• WHAT TO PRODUCE: Every record must be copied exactly.

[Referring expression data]
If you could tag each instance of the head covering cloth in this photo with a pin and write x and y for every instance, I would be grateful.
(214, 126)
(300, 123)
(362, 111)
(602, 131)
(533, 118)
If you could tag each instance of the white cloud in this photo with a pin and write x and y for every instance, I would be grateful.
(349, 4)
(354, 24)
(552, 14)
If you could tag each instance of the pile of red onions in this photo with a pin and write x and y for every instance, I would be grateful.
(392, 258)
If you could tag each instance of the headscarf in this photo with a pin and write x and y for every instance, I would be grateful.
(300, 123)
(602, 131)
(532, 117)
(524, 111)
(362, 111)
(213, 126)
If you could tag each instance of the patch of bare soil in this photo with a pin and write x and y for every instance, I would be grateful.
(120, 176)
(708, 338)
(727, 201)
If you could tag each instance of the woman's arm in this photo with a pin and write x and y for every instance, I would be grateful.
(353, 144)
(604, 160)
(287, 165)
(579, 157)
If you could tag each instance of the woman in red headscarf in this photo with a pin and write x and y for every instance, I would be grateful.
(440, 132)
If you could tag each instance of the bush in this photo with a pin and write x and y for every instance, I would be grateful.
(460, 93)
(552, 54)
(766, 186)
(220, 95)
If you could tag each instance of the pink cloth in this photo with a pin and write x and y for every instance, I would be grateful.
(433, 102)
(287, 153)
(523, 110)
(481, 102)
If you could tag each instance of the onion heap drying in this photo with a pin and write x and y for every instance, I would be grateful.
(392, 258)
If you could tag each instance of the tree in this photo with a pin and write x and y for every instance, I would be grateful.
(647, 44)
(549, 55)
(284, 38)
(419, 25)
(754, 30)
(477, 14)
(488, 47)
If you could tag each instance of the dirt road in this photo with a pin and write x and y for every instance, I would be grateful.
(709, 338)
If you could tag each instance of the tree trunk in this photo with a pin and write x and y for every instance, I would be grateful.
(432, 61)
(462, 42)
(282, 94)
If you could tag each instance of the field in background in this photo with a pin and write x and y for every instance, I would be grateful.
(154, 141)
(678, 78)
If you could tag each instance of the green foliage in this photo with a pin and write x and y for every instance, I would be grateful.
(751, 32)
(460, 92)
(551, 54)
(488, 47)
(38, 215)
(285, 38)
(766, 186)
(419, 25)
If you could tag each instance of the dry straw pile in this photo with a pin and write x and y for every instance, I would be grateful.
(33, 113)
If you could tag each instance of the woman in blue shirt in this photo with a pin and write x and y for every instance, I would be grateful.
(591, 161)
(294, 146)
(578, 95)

• TASK ANSWER:
If you could tag each instance of the head covering cloth in this photo with a pin and write x and y for every instance, I would be grateful.
(214, 126)
(300, 123)
(362, 111)
(602, 131)
(533, 118)
If you could tag each instance of the white cloud in this photo with a pin and write x and y for every instance, I would be grateful.
(349, 4)
(354, 24)
(552, 14)
If you could tag each instance of the pile of red onions in this photo with a pin and write x and y for every instance, I would be grateful.
(392, 258)
If you could tag each instance of the headscarf in this photo with a pin and write x and y for every instance, I would be grateful.
(300, 123)
(602, 131)
(532, 117)
(524, 111)
(362, 111)
(213, 126)
If you could tag each instance of the patch of bare soil in this photo with a pin and write x and y for every instance, I would be grateful.
(120, 176)
(708, 338)
(727, 201)
If you could tag each instance of the woman's arm in this photo with a pin and write x and y for every instance, I would be grateful.
(353, 144)
(604, 160)
(287, 165)
(579, 157)
If you could tag each instance of the woman in red headscarf in this photo with a pin and write x and y for every instance, I would be grateful.
(440, 132)
If you could tag each instance of the bush in this photo with a pin and write x and y for every instance, I would be grateful.
(460, 93)
(552, 54)
(766, 186)
(220, 95)
If you could tag each instance of the pink cloth in this photo with a pin and write x and y for every instance, I would be grateful.
(433, 102)
(287, 153)
(523, 110)
(481, 102)
If you could tag each instance of the onion heap drying in this photo with a pin and write x and y for every instance, I would be grateful.
(392, 258)
If you could tag each instance of the tree in this photo with a pin and write x and y for every instance, I would be grateful.
(647, 44)
(549, 55)
(284, 38)
(419, 25)
(754, 30)
(477, 14)
(488, 47)
If you could tag each instance of the dirt road in this photo with a pin and write x and y for every instance, I would be grateful.
(709, 338)
If you could tag each instance of the tree trunk in this photo with a pin and write x and y for every instance, I would be grateful.
(432, 61)
(462, 42)
(282, 94)
If you could tag each instance of the field in background in this photo with a pin and write x and y for every instance, I would be grateful.
(154, 141)
(678, 78)
If you could tag each instance of the green foliage in this photo with a pin and write x and y for every instance, I would be grateful.
(751, 32)
(460, 92)
(551, 54)
(488, 47)
(38, 215)
(285, 38)
(766, 186)
(419, 25)
If you could tag each instance of the dry straw pile in this photo with a pin and write x and y for every instance, I would be grateful.
(33, 113)
If you could tag each instance of the woman in blue shirt in this photo with a pin and write x and y for every instance, I would be grateful.
(591, 161)
(294, 146)
(578, 95)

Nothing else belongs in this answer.